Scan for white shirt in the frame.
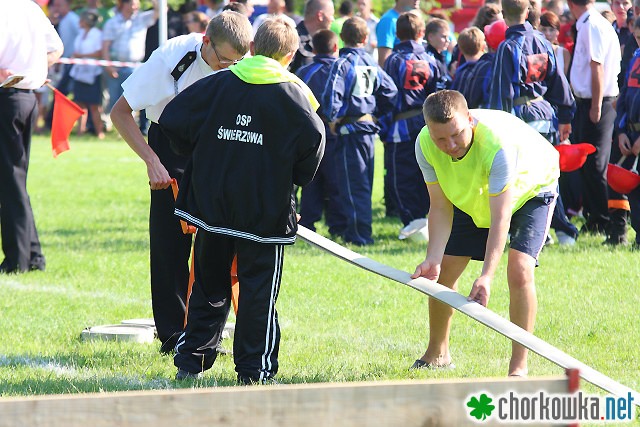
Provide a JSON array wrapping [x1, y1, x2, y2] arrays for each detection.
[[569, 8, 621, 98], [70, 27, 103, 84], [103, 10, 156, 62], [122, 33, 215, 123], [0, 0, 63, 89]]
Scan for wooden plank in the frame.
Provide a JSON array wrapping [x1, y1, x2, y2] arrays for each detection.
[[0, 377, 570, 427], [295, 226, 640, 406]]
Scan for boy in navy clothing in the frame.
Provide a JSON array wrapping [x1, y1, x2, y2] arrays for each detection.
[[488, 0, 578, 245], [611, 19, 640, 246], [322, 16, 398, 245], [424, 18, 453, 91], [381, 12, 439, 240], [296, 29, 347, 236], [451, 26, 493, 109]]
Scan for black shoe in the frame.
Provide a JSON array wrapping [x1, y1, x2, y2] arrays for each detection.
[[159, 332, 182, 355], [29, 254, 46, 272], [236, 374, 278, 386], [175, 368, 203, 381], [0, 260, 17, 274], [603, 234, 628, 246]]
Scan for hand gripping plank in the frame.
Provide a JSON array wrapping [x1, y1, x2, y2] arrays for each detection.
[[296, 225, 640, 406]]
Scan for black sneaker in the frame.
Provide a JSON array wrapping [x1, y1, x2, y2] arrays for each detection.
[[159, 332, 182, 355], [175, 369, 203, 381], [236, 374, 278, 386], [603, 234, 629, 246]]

━━━━━━━━

— WHAT THIS TASK INVOLVES —
Whenever "frame" occurs in a line above, copy that line.

— OUTPUT —
Scan for white shirt in the frame.
Scan for wooden plank in the frame.
Scan for boy in navy clothing in the frame.
Scan for black shoe in the frame.
Scan for hand gripping plank in the frame.
Scan for black sneaker in the frame.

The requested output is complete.